ARTICLE =>
══════════════════════════════
In my last post, we talked about how to fix an unlikable character. The questions and conversations in the comments brought up deeper issues that are all related on some level, so let’s dig deeper to discover more.
- Kassandra Lamb pointed out that it’s often harder to make non-POV characters layered.
- Glynis Jolly mentioned that she struggles to prevent flat villains.
- Emerald O’Brien shared that sometimes readers like her characters even when she hadn’t been trying for likability.
- Davonne Burns asked if I had any tips about how to work in successful subtext.
If we understand how those are related, we might be able to improve all our characters—hero and villain alike.
The Limitations of POV
Let’s first take a look at the effects of POV on reader impressions of our characters. As Kassandra said, it’s harder to make non-POV characters layered. Readers don’t benefit from being privy to their thoughts and emotions.
Of my 3 1/2 tips in the previous post, some can easily be used with non-POV characters, and some are harder. For each of those tips, let’s look at how they work for non-POV characters:
- The 1/2 Tip: Tone Down the Character
Yes. Whether a character has POV scenes or not, we can always tone them down.
══════════════════════════════
DATASET =>

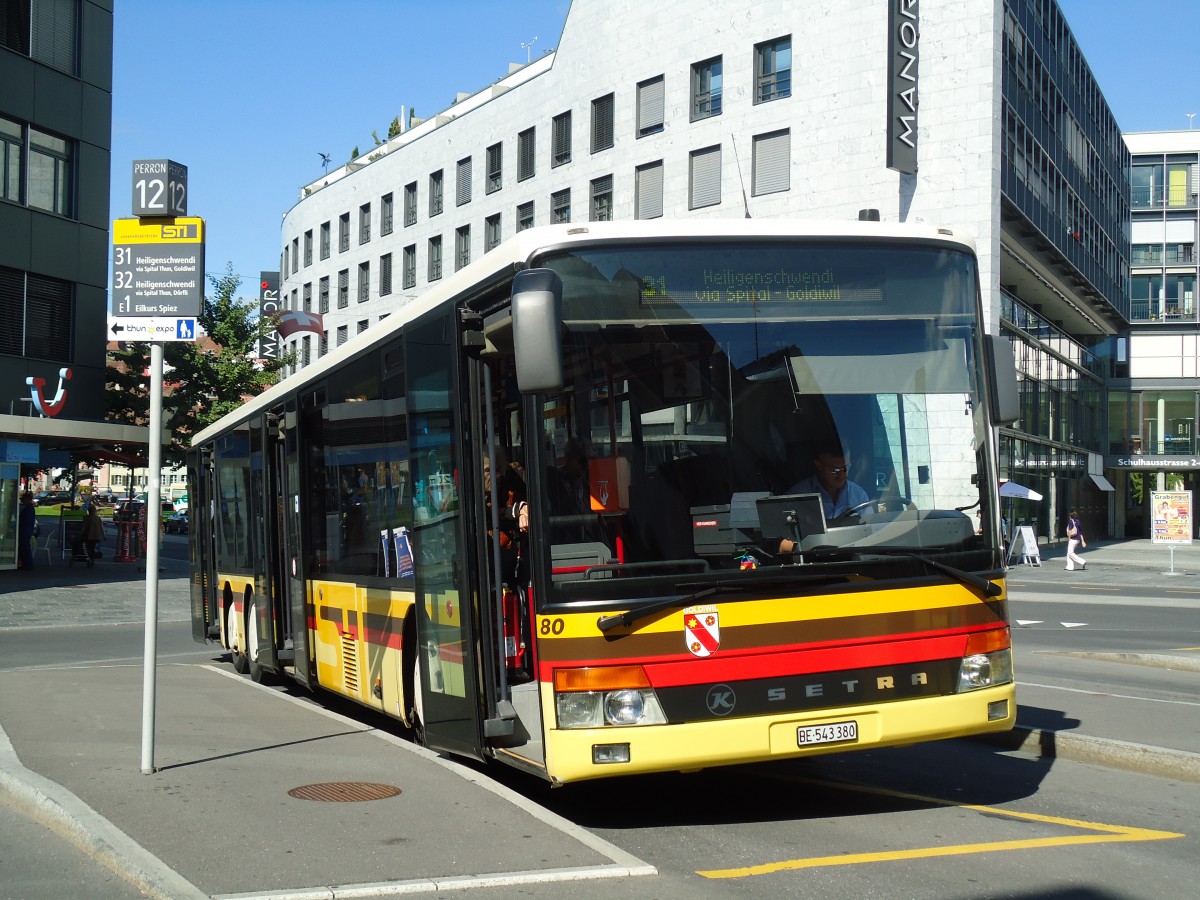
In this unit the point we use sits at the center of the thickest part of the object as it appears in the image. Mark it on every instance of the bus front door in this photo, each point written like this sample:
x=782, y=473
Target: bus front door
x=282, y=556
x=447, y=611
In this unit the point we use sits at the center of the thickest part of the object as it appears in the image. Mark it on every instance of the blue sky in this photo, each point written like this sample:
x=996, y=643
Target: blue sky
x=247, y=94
══════════════════════════════
PROBLEMS =>
• a. Answer these about the post on layered characters:
(i) Who pointed out that non-POV characters are often harder to make layered?
(ii) What did Davonne Burns ask for tips about?
(iii) What does the 1/2 Tip say to do with a character?
• b. Return everything in the post on layered characters from "- Kassandra Lamb" down to "prevent flat villains.".
• c. Continue the post on layered characters, starting after its last sentence.
The data plays no part in this.

RESPONSES PER TASK =>
• a.
(i) Kassandra Lamb
(ii) How to work in successful subtext
(iii) Tone the character down

• b.
- Kassandra Lamb pointed out that it’s often harder to make non-POV characters layered.
- Glynis Jolly mentioned that she struggles to prevent flat villains.

• c.
However, as discussed in the post, we sometimes have reasons for not wanting to tone down a character, even if they’re the hero. And if that’s the case, we can guess that we often might not want to tone down an antagonist.
- Tip #1: Make Motivations Clear
Sort of. Obviously, with internal dialogue, we can do a lot more to make motivations clear for POV characters. With non-POV characters, we’re left with action, body language, and dialogue.
Action and body language usually just give hints. They can be misinterpreted or go unnoticed. The only way to be clear is to share motivations in dialogue (and that’s only if they’re telling the truth).
However, the cliché of having the Big Bad Guy monologue at the end of a movie—talking about their plan while the hero tries to escape—comes from the clumsy effect of non-POV characters attempting to share their motivations through dialogue, so there are pitfalls with that approach as well.
- Tip #2: Give Them Internal Conflict
Sort of. As this tip is all about showing how a character is struggling, non-POV characters are at a disadvantage with this.
Like in Tip #1, we can hint at their conflict with action, body language, or yes, even dialogue. (Imagine a character who gets frustrated and bursts out with a statement about what’s really bothering them.)
However, on some level, even a big outburst might feel distant for a reader—like they’re being told about the conflict rather than experiencing the struggle for themselves. So this tip might not have the same affect on readers when it comes to non-POV characters.
- Tip #3: Introduce Doubt in the Reader
Yes. As this tip is about using subtext to make readers question what they think they know about a character, we can add subtext to create doubt for non-POV characters too.
However, as I mentioned in the previous post, the use of subtext can be tricky. We don’t want to be too on-the-nose, but we also want to give enough of a hint for readers to get it.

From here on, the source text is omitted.